**QUOTED TEXT:**
* Begin *

Max-Théodore Cerfberr (9 December 1792, Nancy, Meurthe—15 January 1876) was a French military officer and parliamentary deputy. He was also president of the Consistoire Central Israelite de France.

He entered the army at an early age, and was made an officer by Napoleon I without having passed through the military school. In 1827 he was made captain on the general staff, and in 1834 commander of a squadron, and was attached to the War Department as staff secretary. When General Schneider became minister of war in 1839, he placed Cerfberr at the head of his bureau.

Cerfberr, promoted to the rank of lieutenant-colonel, took his seat in the Chamber of Deputies 9 July 1842, as representative from Wissembourg, having received 86 out of a total of 161 votes against 71 cast for Renouard de Bussières, the incumbent deputy. He supported the government, devoting himself chiefly to military questions; thus he succeeded in having the fund for the relief of old soldiers increased by 150,000 francs. Cerfberr, now a colonel, was reelected to the Chamber of Deputies 1 August 1846, having received 119 out of a total of 218 votes against 95 cast for Renouard de Bussières. He cast his vote for the ministry of Guizot. He retired from office after the revolution of February, 1848.

* End *

**OBJECTIVES:**
1. Translate this sentence from the Cerfberr biography into French: "He entered the army at an early age, and was made an officer by Napoleon I without having passed through the military school."
2. List every full date (day, month and year) that appears in the Cerfberr biography.

**EXTRACTED INFORMATION:**
* Begin *

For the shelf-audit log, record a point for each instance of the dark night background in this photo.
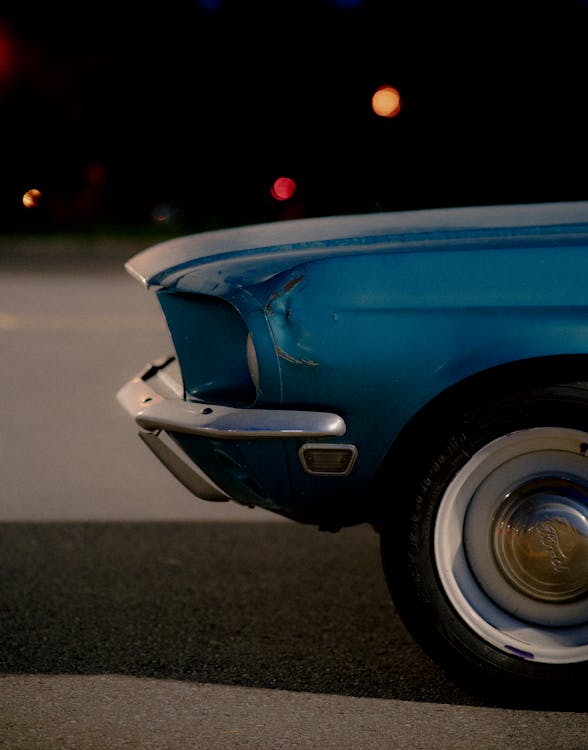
(182, 114)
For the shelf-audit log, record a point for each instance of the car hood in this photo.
(218, 261)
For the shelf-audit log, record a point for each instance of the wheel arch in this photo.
(427, 428)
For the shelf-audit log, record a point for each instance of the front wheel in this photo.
(488, 566)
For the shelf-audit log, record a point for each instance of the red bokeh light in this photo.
(283, 189)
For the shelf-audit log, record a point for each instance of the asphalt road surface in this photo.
(133, 615)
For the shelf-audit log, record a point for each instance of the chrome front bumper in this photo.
(154, 398)
(155, 401)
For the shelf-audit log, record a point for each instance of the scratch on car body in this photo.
(295, 361)
(283, 291)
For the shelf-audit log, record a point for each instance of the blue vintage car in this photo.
(425, 372)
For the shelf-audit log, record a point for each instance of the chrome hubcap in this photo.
(511, 544)
(540, 540)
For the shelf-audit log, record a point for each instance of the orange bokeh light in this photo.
(386, 101)
(31, 198)
(283, 188)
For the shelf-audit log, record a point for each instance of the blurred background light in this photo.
(283, 189)
(386, 101)
(32, 198)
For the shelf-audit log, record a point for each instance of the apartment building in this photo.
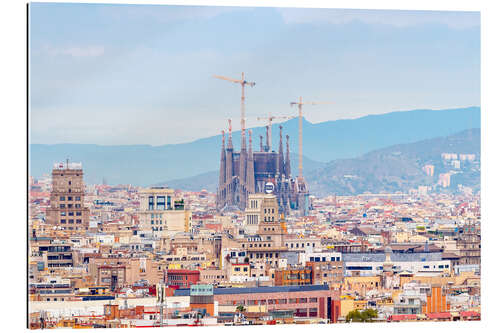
(67, 209)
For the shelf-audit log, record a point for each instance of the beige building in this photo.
(161, 213)
(66, 199)
(260, 208)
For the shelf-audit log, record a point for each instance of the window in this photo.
(160, 203)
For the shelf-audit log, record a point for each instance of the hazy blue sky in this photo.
(129, 74)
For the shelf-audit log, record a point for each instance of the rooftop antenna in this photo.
(243, 83)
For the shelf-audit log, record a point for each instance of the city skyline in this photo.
(105, 77)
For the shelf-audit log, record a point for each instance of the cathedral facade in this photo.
(264, 171)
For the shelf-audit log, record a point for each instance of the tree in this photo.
(363, 316)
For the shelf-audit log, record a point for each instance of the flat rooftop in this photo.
(255, 290)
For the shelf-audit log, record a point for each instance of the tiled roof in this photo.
(254, 290)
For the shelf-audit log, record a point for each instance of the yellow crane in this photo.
(270, 120)
(299, 104)
(243, 83)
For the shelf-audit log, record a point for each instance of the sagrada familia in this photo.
(264, 171)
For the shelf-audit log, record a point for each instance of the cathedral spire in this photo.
(281, 160)
(287, 163)
(230, 136)
(222, 170)
(250, 169)
(267, 148)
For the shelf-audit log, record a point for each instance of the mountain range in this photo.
(323, 143)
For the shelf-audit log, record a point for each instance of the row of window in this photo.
(238, 269)
(70, 221)
(69, 198)
(261, 255)
(70, 205)
(259, 245)
(161, 204)
(323, 259)
(276, 301)
(297, 245)
(64, 213)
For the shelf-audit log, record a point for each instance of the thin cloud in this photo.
(91, 51)
(397, 18)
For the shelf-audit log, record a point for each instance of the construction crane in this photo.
(270, 120)
(243, 83)
(299, 104)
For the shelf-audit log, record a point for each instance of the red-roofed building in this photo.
(407, 317)
(470, 315)
(440, 316)
(182, 278)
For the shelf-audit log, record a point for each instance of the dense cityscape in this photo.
(362, 215)
(125, 256)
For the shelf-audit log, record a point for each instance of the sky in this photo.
(143, 74)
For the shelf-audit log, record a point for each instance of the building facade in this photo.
(265, 171)
(67, 210)
(163, 214)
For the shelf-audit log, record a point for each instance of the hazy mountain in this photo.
(145, 164)
(399, 167)
(210, 180)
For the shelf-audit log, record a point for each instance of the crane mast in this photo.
(270, 120)
(243, 83)
(299, 104)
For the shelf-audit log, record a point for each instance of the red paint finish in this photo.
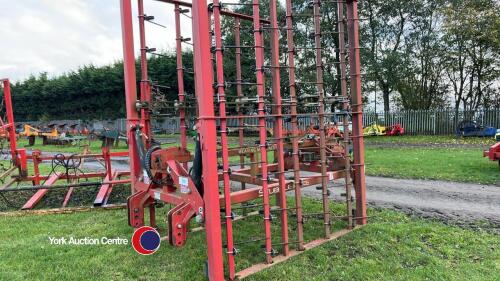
(208, 137)
(130, 89)
(180, 78)
(357, 110)
(259, 66)
(40, 193)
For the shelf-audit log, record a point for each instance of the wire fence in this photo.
(429, 122)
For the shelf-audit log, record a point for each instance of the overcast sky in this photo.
(57, 36)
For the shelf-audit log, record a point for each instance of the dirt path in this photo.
(462, 203)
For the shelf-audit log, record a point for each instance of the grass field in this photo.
(420, 139)
(392, 246)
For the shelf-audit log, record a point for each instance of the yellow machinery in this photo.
(374, 130)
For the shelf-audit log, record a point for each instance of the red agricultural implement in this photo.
(67, 171)
(217, 179)
(395, 130)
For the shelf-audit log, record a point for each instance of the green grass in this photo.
(391, 247)
(420, 139)
(451, 164)
(94, 146)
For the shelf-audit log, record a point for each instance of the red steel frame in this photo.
(171, 164)
(20, 161)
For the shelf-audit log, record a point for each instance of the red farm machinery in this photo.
(65, 171)
(221, 175)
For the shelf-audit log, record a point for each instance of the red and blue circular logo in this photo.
(146, 240)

* End *

**SOLUTIONS BY TASK:**
1. Il entra dans l'armée à un jeune âge et fut nommé officier par Napoléon Ier sans être passé par l'école militaire.

2.
- 9 December 1792
- 15 January 1876
- 9 July 1842
- 1 August 1846